■ TAREFA PROPOSTA A: Segundo o texto sobre Dom Távora, em que data ele assumiu a Diocese de Aracaju?
■ TAREFA PROPOSTA B: Reproduza fielmente o trecho do texto sobre Dom Távora que vai de "O ano da sua" até "isso vários contatos.", inclusive.

■ TEXTO DE LEITURA:
───

Dom José Vicente Távora foi o terceiro bispo da Diocese de Aracaju e o seu primeiro Arcebispo. Pernambucano, amigo e companheiro de Dom Helder Câmara, ele deixou de ser Bispo Auxiliar do Rio de Janeiro, para assumir a Diocese de Aracaju, em 22/3/1958. Veio para Sergipe trazendo a experiência de uma atuação que combinava a evangelização com projetos de promoção de comunidades pobres, visando à geração de renda, à alfabetização de adultos, à extinção das favelas. Chegou em Sergipe acumulando a fama de bispo dos pobres e bispo dos operários, pelo trabalho na Ação Católica, com a Juventude Operária Católica (JOC).
O ano da sua posse foi também aquele de uma das maiores secas no Nordeste. Em Sergipe, a miséria no campo acentuou o histórico êxodo rural; em todo o Nordeste, a situação de dezessete milhões de pessoas mobilizou os bispos da região em busca de soluções para a miséria e a fome que grassavam. Dom Távora viajou, fez contatos com o Governo Federal e com a iniciativa privada. Enquanto se empenhava, em Sergipe, na construção de uma sede própria para o SAME, na conclusão do prédio da Faculdade Católica de Filosofia de Sergipe, na aquisição de novo prédio para o Seminário Diocesano e em ações dirigidas aos então chamados menores abandonados, também tentava trazer programas do Governo Federal para levar educação e informação às comunidades rurais, ao tempo em que estimulava projetos de industrialização em Sergipe, fazendo para isso vários contatos.

───

■ DADOS FORNECIDOS:
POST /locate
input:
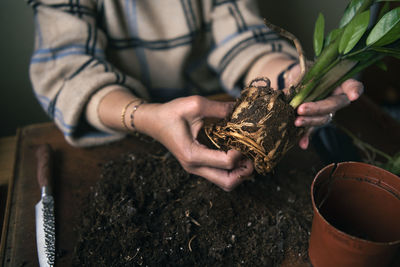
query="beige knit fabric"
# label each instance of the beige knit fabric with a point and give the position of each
(157, 49)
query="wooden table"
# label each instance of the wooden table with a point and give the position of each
(76, 169)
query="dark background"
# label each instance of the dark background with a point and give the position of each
(18, 106)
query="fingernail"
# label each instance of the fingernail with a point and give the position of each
(302, 110)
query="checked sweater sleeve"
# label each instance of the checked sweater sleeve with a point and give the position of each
(68, 69)
(241, 38)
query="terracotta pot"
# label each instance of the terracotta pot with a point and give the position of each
(356, 216)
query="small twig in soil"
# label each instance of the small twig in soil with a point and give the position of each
(190, 242)
(187, 214)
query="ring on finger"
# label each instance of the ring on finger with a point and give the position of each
(330, 118)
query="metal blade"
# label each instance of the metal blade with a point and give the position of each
(45, 231)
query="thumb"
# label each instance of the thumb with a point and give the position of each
(216, 109)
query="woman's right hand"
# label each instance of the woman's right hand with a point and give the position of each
(176, 124)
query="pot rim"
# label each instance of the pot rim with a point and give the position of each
(340, 232)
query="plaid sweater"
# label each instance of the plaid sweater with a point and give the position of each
(157, 49)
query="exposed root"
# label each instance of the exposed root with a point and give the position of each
(261, 126)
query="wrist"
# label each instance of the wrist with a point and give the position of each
(270, 66)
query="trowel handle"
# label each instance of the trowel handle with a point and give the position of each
(44, 165)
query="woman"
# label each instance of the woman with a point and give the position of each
(102, 69)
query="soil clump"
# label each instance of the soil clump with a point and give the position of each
(145, 210)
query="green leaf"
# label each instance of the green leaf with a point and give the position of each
(319, 34)
(384, 9)
(332, 36)
(355, 7)
(387, 30)
(381, 65)
(353, 32)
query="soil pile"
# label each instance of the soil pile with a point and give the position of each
(146, 210)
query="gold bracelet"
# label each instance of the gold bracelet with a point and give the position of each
(133, 112)
(123, 113)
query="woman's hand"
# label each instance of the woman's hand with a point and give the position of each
(318, 113)
(176, 125)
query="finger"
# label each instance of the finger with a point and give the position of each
(305, 139)
(292, 76)
(308, 121)
(226, 179)
(200, 106)
(200, 155)
(323, 107)
(353, 89)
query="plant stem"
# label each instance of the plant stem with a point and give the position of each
(332, 77)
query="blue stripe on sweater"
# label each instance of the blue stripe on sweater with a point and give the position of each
(44, 102)
(134, 32)
(49, 54)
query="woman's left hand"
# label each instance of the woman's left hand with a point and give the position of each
(318, 113)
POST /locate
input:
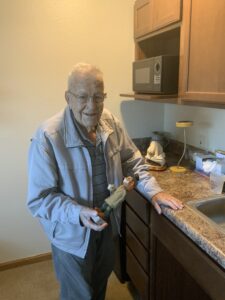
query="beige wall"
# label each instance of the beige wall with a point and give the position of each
(207, 131)
(40, 41)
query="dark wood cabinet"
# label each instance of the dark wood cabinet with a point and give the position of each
(162, 262)
(137, 232)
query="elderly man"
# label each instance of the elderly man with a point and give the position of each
(72, 159)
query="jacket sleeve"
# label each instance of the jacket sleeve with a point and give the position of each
(45, 200)
(133, 163)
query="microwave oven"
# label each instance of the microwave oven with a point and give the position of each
(156, 75)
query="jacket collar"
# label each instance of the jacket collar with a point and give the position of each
(72, 137)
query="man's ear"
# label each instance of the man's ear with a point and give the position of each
(67, 97)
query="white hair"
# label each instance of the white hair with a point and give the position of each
(84, 70)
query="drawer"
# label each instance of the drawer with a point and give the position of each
(137, 249)
(137, 275)
(139, 228)
(139, 204)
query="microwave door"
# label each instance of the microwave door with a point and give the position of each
(143, 79)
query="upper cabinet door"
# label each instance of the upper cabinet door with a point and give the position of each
(151, 15)
(202, 51)
(165, 12)
(142, 17)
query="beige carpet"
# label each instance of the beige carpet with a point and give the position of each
(37, 282)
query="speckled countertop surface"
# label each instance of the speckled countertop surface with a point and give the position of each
(192, 186)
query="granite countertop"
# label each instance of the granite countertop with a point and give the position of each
(192, 186)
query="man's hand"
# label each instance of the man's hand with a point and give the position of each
(86, 215)
(167, 200)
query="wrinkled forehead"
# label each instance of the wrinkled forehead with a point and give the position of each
(86, 82)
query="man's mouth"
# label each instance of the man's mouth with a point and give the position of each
(90, 114)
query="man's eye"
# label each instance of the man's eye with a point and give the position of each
(82, 97)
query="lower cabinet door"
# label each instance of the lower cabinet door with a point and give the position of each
(137, 275)
(140, 253)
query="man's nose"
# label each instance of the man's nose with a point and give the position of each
(91, 102)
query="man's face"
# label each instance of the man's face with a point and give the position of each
(86, 100)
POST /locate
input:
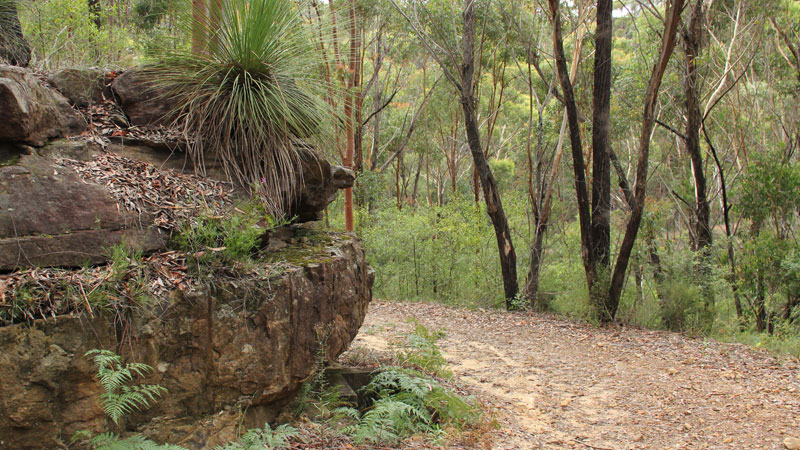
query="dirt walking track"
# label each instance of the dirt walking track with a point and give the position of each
(553, 384)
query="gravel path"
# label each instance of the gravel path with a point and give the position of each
(554, 384)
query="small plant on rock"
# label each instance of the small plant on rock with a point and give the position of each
(250, 96)
(120, 396)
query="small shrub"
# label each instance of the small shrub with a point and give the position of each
(263, 438)
(407, 403)
(231, 238)
(120, 397)
(422, 351)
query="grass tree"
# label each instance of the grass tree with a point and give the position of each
(247, 95)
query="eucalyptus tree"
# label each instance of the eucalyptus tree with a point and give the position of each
(593, 227)
(451, 44)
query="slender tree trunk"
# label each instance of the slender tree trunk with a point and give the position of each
(494, 206)
(14, 49)
(199, 18)
(579, 171)
(672, 18)
(601, 159)
(692, 37)
(94, 11)
(541, 197)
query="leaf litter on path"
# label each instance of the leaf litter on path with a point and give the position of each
(555, 384)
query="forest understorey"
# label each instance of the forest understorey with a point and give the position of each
(554, 384)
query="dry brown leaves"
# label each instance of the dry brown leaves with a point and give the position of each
(106, 121)
(33, 294)
(144, 189)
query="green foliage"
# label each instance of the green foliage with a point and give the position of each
(440, 253)
(263, 438)
(422, 351)
(112, 441)
(120, 396)
(249, 95)
(408, 403)
(63, 33)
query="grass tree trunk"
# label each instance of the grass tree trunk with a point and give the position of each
(14, 49)
(491, 195)
(350, 112)
(199, 17)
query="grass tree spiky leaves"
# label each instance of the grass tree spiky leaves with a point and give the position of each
(250, 96)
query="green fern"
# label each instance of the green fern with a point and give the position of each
(112, 441)
(263, 438)
(407, 403)
(121, 398)
(422, 351)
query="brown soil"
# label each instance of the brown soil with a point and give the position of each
(553, 384)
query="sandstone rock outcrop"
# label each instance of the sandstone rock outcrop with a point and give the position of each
(246, 344)
(81, 87)
(142, 101)
(30, 112)
(49, 216)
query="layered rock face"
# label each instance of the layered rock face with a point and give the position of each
(49, 217)
(246, 344)
(230, 347)
(31, 113)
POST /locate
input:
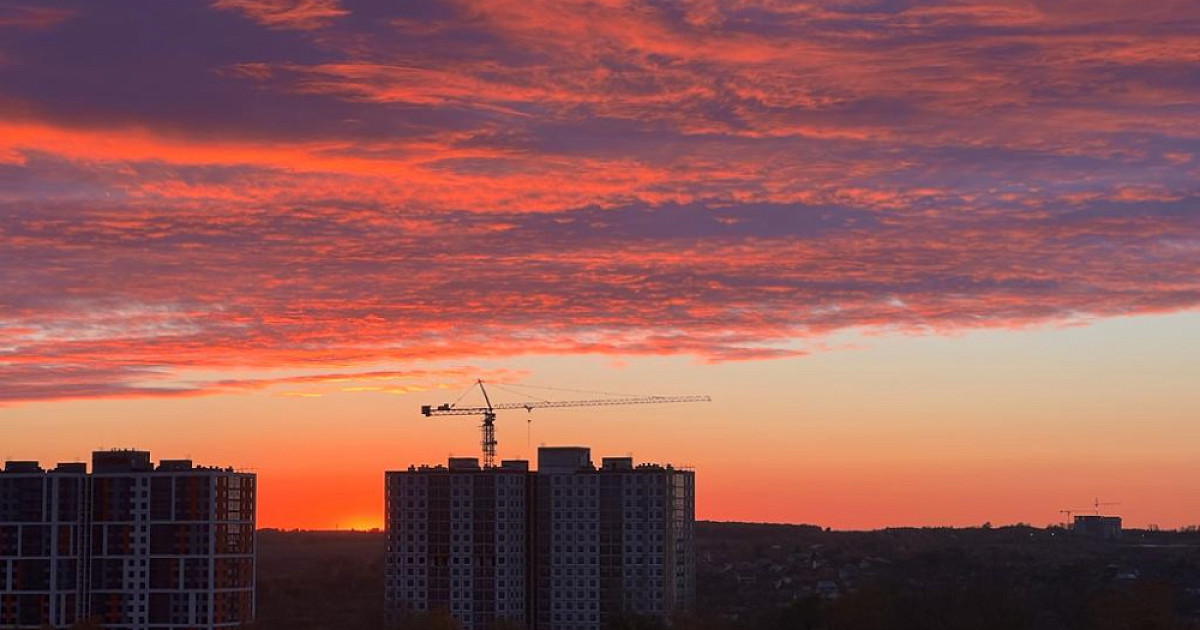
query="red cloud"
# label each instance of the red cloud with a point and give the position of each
(489, 179)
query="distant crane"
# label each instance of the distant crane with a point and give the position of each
(489, 425)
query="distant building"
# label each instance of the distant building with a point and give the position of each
(1099, 527)
(131, 545)
(565, 547)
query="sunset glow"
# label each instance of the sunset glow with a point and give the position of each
(936, 262)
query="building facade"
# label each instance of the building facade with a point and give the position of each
(132, 546)
(567, 547)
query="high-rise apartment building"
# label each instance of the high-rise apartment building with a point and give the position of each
(567, 547)
(130, 545)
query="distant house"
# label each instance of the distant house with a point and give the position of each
(1098, 527)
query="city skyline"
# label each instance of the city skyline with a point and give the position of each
(935, 262)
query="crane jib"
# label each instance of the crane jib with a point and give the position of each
(489, 412)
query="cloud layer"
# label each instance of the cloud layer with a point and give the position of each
(293, 184)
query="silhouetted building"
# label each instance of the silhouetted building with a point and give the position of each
(567, 547)
(132, 545)
(42, 545)
(1102, 527)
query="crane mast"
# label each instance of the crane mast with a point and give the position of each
(487, 427)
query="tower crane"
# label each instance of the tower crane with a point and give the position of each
(487, 426)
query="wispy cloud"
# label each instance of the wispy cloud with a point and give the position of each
(367, 183)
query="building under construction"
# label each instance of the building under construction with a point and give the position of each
(569, 546)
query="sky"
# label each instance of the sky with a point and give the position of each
(935, 262)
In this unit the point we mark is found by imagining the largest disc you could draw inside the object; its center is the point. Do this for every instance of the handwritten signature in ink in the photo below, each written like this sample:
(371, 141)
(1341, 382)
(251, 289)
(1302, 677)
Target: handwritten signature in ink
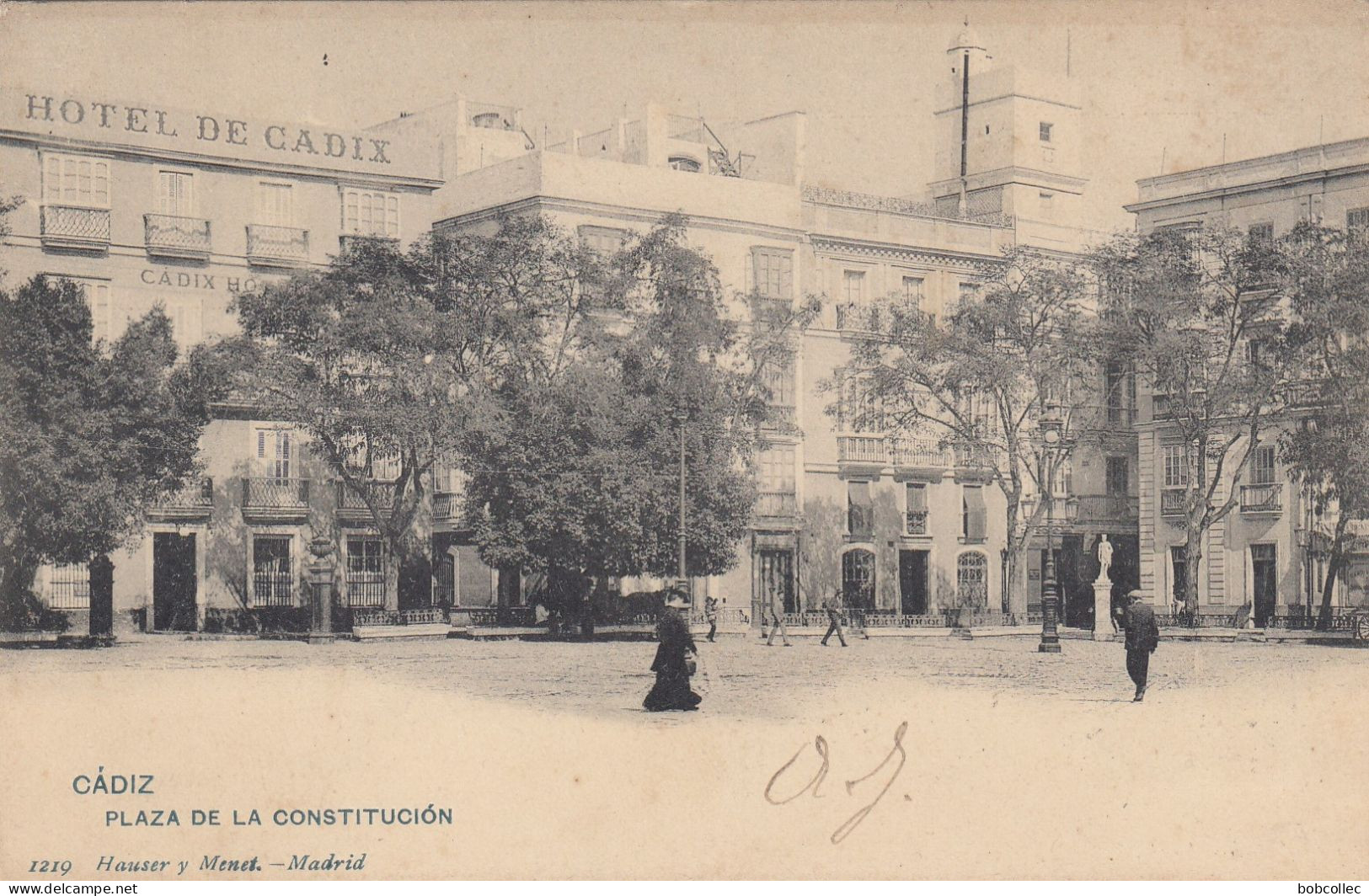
(816, 781)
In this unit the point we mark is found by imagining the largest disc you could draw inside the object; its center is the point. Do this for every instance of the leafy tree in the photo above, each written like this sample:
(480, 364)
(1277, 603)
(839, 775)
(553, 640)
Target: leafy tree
(575, 473)
(385, 357)
(1019, 350)
(1197, 315)
(1324, 274)
(91, 434)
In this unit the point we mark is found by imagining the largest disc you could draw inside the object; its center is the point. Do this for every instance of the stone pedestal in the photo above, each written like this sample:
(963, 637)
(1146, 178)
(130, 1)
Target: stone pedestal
(1102, 609)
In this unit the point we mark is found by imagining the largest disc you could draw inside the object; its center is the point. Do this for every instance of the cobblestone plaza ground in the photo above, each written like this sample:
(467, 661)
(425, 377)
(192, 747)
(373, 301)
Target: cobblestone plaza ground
(1246, 760)
(742, 677)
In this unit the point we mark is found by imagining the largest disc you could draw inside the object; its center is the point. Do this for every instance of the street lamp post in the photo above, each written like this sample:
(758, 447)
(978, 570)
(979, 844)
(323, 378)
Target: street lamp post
(1049, 589)
(679, 419)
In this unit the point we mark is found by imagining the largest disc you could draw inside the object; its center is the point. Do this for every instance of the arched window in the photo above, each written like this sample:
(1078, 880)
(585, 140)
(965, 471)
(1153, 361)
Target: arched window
(858, 579)
(972, 580)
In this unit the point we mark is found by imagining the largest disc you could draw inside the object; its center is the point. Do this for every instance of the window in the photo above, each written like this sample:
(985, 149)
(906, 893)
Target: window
(604, 241)
(974, 513)
(1357, 223)
(778, 378)
(185, 322)
(1119, 386)
(777, 469)
(972, 580)
(1263, 467)
(773, 273)
(76, 181)
(853, 287)
(1117, 475)
(69, 587)
(1064, 484)
(860, 510)
(275, 204)
(1176, 467)
(96, 295)
(368, 214)
(273, 451)
(915, 499)
(858, 579)
(175, 193)
(271, 571)
(913, 291)
(365, 571)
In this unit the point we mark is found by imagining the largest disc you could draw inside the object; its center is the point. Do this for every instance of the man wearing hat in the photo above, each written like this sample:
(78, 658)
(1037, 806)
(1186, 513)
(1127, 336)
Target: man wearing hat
(674, 663)
(1142, 639)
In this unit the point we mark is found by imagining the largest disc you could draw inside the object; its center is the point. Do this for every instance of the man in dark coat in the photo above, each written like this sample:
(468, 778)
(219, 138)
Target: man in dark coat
(1142, 639)
(672, 661)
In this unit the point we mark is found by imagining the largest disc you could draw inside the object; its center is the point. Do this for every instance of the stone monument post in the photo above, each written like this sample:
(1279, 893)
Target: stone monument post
(319, 573)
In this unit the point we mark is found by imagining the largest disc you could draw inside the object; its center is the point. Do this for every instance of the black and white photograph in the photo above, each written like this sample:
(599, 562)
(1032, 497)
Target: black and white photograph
(690, 440)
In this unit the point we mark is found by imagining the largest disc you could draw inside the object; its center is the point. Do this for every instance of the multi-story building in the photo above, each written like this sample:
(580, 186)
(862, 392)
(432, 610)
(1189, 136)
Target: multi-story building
(144, 207)
(898, 524)
(1270, 553)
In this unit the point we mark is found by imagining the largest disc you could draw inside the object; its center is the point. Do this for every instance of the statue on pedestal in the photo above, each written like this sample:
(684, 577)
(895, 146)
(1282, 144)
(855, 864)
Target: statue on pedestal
(1104, 558)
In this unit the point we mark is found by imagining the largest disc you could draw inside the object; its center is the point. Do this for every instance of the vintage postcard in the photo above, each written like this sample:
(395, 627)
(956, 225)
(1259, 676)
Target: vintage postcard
(683, 440)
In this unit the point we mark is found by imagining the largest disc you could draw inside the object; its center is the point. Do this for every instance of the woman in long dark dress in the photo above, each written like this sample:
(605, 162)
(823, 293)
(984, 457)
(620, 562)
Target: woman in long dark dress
(671, 666)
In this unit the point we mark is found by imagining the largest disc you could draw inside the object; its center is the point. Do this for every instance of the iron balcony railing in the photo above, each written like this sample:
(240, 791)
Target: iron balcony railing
(1261, 499)
(1108, 508)
(777, 504)
(177, 236)
(269, 243)
(270, 493)
(1172, 501)
(915, 451)
(861, 449)
(74, 226)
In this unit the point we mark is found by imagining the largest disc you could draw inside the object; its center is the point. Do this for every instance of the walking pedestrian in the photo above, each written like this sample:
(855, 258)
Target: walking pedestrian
(711, 616)
(675, 659)
(1142, 639)
(777, 624)
(832, 606)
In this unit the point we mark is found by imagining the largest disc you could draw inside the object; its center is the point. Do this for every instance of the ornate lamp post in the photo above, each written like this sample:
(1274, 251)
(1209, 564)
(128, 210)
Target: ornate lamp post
(1051, 424)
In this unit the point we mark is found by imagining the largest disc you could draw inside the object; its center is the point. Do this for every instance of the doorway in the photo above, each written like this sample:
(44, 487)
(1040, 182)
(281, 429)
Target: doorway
(1265, 576)
(777, 583)
(173, 583)
(912, 582)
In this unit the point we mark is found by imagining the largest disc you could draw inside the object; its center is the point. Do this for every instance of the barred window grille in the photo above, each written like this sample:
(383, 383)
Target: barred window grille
(70, 587)
(271, 571)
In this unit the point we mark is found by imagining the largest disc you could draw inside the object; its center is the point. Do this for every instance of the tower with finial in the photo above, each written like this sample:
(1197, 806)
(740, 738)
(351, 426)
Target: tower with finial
(1008, 138)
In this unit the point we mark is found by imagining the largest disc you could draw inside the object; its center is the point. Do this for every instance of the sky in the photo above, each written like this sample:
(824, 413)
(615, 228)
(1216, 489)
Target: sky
(1167, 85)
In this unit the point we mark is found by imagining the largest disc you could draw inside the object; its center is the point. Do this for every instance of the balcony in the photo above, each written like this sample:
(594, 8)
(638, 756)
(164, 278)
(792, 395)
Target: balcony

───

■ RESPOSTA ESCRITA A: Em 22/3/1958.

■ RESPOSTA ESCRITA B:
O ano da sua posse foi também aquele de uma das maiores secas no Nordeste. Em Sergipe, a miséria no campo acentuou o histórico êxodo rural; em todo o Nordeste, a situação de dezessete milhões de pessoas mobilizou os bispos da região em busca de soluções para a miséria e a fome que grassavam. Dom Távora viajou, fez contatos com o Governo Federal e com a iniciativa privada. Enquanto se empenhava, em Sergipe, na construção de uma sede própria para o SAME, na conclusão do prédio da Faculdade Católica de Filosofia de Sergipe, na aquisição de novo prédio para o Seminário Diocesano e em ações dirigidas aos então chamados menores abandonados, também tentava trazer programas do Governo Federal para levar educação e informação às comunidades rurais, ao tempo em que estimulava projetos de industrialização em Sergipe, fazendo para isso vários contatos.